** Exercise **
Produce an exact copy of all records below.

** Listed records **
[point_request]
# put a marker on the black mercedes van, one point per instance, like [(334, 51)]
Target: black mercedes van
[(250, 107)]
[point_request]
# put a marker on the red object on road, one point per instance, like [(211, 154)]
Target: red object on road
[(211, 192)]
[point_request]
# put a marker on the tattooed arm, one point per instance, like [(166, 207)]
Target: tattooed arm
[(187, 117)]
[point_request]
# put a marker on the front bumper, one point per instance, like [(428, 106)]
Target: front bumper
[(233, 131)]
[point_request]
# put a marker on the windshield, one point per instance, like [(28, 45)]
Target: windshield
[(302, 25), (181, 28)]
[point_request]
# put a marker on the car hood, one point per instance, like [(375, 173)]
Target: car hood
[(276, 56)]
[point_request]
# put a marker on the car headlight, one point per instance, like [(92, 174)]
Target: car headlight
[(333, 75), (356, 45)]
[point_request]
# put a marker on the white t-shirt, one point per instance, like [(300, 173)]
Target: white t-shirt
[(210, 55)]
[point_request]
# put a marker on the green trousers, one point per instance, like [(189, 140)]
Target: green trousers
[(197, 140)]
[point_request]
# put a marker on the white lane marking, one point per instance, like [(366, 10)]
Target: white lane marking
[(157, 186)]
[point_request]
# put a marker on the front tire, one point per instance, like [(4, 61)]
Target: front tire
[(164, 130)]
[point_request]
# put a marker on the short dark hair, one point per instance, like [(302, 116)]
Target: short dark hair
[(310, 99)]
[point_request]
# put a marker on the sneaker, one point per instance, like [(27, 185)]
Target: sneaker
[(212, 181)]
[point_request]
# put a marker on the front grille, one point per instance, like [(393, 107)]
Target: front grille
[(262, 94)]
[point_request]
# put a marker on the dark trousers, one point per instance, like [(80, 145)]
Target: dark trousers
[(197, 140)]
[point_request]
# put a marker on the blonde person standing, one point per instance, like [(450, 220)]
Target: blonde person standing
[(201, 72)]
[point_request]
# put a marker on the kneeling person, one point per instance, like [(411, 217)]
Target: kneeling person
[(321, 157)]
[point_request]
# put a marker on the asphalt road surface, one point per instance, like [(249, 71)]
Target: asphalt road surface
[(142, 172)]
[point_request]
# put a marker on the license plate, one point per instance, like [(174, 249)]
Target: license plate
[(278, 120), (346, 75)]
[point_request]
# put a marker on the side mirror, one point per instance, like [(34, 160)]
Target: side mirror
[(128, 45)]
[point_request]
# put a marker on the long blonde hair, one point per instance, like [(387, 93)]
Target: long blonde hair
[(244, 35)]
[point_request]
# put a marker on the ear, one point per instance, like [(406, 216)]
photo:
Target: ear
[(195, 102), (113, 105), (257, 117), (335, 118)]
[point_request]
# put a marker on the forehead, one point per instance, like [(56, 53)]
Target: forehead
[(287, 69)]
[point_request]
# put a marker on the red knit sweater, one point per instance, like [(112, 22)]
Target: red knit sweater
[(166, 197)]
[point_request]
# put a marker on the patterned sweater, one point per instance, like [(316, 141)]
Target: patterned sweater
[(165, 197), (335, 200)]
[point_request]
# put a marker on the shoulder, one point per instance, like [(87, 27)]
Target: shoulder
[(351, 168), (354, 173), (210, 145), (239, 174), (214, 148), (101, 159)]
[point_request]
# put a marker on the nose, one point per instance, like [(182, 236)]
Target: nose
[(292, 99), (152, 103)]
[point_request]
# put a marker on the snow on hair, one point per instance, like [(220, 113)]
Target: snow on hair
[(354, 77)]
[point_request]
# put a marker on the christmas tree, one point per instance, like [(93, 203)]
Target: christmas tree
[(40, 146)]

** Solution for this task **
[point_request]
# put a marker on the black mercedes van, one point per instance, like [(334, 51)]
Target: black mercedes van
[(250, 107)]
[point_request]
# put a marker on the red object on road, one point per instance, like [(211, 154)]
Target: red object on road
[(211, 192)]
[point_request]
# put a marker on the tattooed arm, one point per instance, like [(166, 207)]
Target: tattooed arm
[(187, 117)]
[point_request]
# put a marker on the front bumper, one point per instance, like [(428, 106)]
Target: front bumper
[(233, 131)]
[point_request]
# put a marker on the windshield, one point per instance, like [(28, 45)]
Target: windshield
[(302, 25), (181, 28)]
[point_request]
# put a marker on the car hood, one point per instance, like [(375, 173)]
Target: car hood
[(276, 56)]
[point_request]
# put a marker on the car headlight, one point per instance, like [(92, 174)]
Target: car headlight
[(333, 75), (356, 45)]
[point_request]
# put a marker on the white t-shirt, one point per instance, like [(300, 173)]
Target: white t-shirt
[(210, 55)]
[point_request]
# put a marker on the green trousers, one point per instance, like [(189, 140)]
Target: green trousers
[(197, 140)]
[point_request]
# put a marker on the white lane marking, one point per instance, like [(366, 10)]
Target: white lane marking
[(157, 186)]
[point_request]
# put a marker on the front tire, one point per instance, like [(4, 61)]
Target: front tire
[(164, 130)]
[point_request]
# put a marker on the short dark hair, one point per instance, like [(302, 116)]
Target: short dark hair
[(310, 99)]
[point_request]
# put a marker on the sneaker, one point per instance, like [(27, 185)]
Target: sneaker
[(212, 181)]
[point_request]
# put a marker on the front grille, one point per instance, like [(393, 107)]
Target: front grille
[(262, 94)]
[point_request]
# put a marker on the dark trousers, one point per instance, like [(80, 145)]
Target: dark trousers
[(197, 140)]
[point_request]
# put a marker on the blonde person standing, one point per instance, like [(450, 220)]
Target: blonde person standing
[(201, 72)]
[point_request]
# put a marker on the kneeling person, one point per instance, like [(411, 217)]
Target: kneeling person
[(321, 157)]
[point_request]
# put a marker on the asphalt road surface, one point per instance, like [(249, 71)]
Target: asphalt road surface
[(142, 172)]
[point_request]
# put a marker on the license plate, one point per instance, like [(174, 249)]
Target: license plate
[(278, 120), (346, 75)]
[point_request]
# put a marker on the side mirror, one point per instance, like [(34, 160)]
Target: side mirror
[(128, 45)]
[point_request]
# put a marker on the long blonde hair, one point per instance, like [(387, 93)]
Target: long blonde hair
[(244, 35)]
[point_request]
# put a marker on the ear, one point per instance, like [(406, 216)]
photo:
Target: ear
[(195, 102), (113, 105), (257, 117), (335, 118)]
[point_request]
# put a marker on the forehead, one point per instance, like [(56, 53)]
Target: forehead
[(287, 69)]
[point_request]
# put a marker on the red knit sweater, one point per instance, like [(112, 22)]
Target: red knit sweater
[(166, 197)]
[point_request]
# put a marker on the patterned sweater, one point per instance, like [(316, 141)]
Target: patterned sweater
[(165, 197), (335, 200)]
[point_request]
# put a marker on the shoulder, one point per instance, like [(87, 27)]
Target: shoulder
[(351, 168), (354, 173), (210, 145), (239, 174), (214, 148), (101, 159)]
[point_request]
# put a marker on the nose, one point per instance, like [(182, 236)]
Target: nose
[(292, 99), (152, 103)]
[point_request]
# put a marker on the snow on hair, one point per instance, like [(220, 113)]
Target: snow on hair
[(354, 77)]
[point_request]
# put a marker on the christmas tree, one point per instance, like [(93, 203)]
Target: christmas tree
[(40, 146)]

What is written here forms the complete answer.